Stored items
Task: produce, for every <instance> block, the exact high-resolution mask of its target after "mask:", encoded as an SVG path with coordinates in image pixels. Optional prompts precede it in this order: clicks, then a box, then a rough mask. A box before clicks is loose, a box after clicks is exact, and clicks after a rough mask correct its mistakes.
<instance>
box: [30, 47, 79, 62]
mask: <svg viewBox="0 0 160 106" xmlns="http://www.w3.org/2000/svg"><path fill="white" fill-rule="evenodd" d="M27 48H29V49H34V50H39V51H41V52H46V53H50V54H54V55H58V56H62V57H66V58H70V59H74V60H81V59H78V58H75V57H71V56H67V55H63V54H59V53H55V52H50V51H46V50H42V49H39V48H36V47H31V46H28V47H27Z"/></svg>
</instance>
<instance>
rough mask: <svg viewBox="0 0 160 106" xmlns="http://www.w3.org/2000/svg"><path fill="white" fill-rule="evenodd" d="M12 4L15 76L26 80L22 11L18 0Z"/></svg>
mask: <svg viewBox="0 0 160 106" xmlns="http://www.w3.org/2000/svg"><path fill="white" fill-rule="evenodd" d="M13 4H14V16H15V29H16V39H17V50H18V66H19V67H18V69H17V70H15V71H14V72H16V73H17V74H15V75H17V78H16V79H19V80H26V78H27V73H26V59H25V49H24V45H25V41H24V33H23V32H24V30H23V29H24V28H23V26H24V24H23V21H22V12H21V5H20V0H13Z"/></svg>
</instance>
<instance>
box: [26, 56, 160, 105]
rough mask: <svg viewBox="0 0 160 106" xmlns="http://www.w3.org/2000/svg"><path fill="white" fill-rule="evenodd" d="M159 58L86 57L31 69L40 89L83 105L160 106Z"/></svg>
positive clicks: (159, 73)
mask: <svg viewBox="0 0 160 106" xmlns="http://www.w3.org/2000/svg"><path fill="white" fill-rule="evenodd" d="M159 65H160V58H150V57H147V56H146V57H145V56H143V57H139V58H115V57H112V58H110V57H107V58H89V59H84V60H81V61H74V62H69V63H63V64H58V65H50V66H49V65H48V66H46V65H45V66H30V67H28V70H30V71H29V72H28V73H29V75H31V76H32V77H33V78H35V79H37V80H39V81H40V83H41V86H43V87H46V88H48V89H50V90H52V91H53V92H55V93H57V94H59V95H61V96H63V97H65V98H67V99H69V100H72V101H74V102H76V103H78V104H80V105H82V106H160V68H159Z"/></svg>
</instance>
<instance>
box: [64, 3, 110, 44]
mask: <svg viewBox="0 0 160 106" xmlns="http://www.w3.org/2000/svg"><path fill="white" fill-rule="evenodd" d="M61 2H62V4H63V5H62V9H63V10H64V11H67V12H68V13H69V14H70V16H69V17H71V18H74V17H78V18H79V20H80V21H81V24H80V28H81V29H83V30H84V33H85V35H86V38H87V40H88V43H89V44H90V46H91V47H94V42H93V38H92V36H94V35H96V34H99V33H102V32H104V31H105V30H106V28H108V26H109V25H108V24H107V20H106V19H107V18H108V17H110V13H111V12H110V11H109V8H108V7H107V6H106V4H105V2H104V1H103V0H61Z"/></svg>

**Problem details**
From the first line to the last, retype the records exactly.

**Solution to this problem**
Task: produce, for every <instance> block, the exact high-resolution mask of its target after "mask:", encoded as an SVG path with coordinates in image pixels. Optional prompts precede it in this order: clicks, then a box, then a rough mask. A box before clicks is loose, a box after clicks is exact, and clicks after a rough mask correct its mistakes.
<instance>
box: [30, 47, 79, 62]
mask: <svg viewBox="0 0 160 106" xmlns="http://www.w3.org/2000/svg"><path fill="white" fill-rule="evenodd" d="M27 48H29V49H34V50H39V51H41V52H46V53H50V54H54V55H58V56H62V57H66V58H70V59H74V60H81V59H78V58H75V57H71V56H67V55H63V54H59V53H55V52H50V51H46V50H42V49H39V48H36V47H31V46H28V47H27Z"/></svg>
</instance>
<instance>
rough mask: <svg viewBox="0 0 160 106" xmlns="http://www.w3.org/2000/svg"><path fill="white" fill-rule="evenodd" d="M12 4L15 76L26 80L22 11L18 0Z"/></svg>
mask: <svg viewBox="0 0 160 106" xmlns="http://www.w3.org/2000/svg"><path fill="white" fill-rule="evenodd" d="M13 4H14V16H15V29H16V39H17V50H18V66H19V67H18V69H17V70H15V71H14V72H16V73H17V74H15V75H17V78H16V79H19V80H26V78H27V73H26V59H25V49H24V45H25V41H24V33H23V32H24V30H23V29H24V28H23V26H24V24H23V21H22V12H21V5H20V0H13Z"/></svg>
</instance>
<instance>
box: [26, 56, 160, 105]
rough mask: <svg viewBox="0 0 160 106" xmlns="http://www.w3.org/2000/svg"><path fill="white" fill-rule="evenodd" d="M159 58L86 57L31 69L40 89L83 105L160 106Z"/></svg>
positive clicks: (159, 73)
mask: <svg viewBox="0 0 160 106" xmlns="http://www.w3.org/2000/svg"><path fill="white" fill-rule="evenodd" d="M159 65H160V58H150V57H147V56H146V57H145V56H143V57H139V58H115V57H112V58H110V57H107V58H89V59H84V60H81V61H74V62H69V63H63V64H58V65H50V66H49V65H48V66H46V65H45V66H30V67H28V70H30V71H29V72H28V73H29V75H31V76H32V77H33V78H35V79H37V80H39V81H40V83H41V86H43V87H46V88H48V89H50V90H52V91H53V92H55V93H57V94H59V95H61V96H63V97H65V98H67V99H69V100H72V101H74V102H76V103H78V104H80V105H82V106H160V68H159Z"/></svg>
</instance>
<instance>
box: [64, 3, 110, 44]
mask: <svg viewBox="0 0 160 106" xmlns="http://www.w3.org/2000/svg"><path fill="white" fill-rule="evenodd" d="M61 2H62V4H63V5H62V9H63V10H64V11H67V12H68V13H69V14H70V16H69V17H71V18H74V17H78V18H79V20H80V21H81V24H80V28H81V29H83V30H84V33H85V35H86V38H87V40H88V43H89V44H90V46H91V47H94V42H93V38H92V36H94V35H96V34H99V33H102V32H104V31H105V30H106V28H108V26H109V25H108V24H107V20H106V19H107V18H108V17H110V13H111V12H110V11H109V8H108V7H107V6H106V4H105V2H104V1H103V0H61Z"/></svg>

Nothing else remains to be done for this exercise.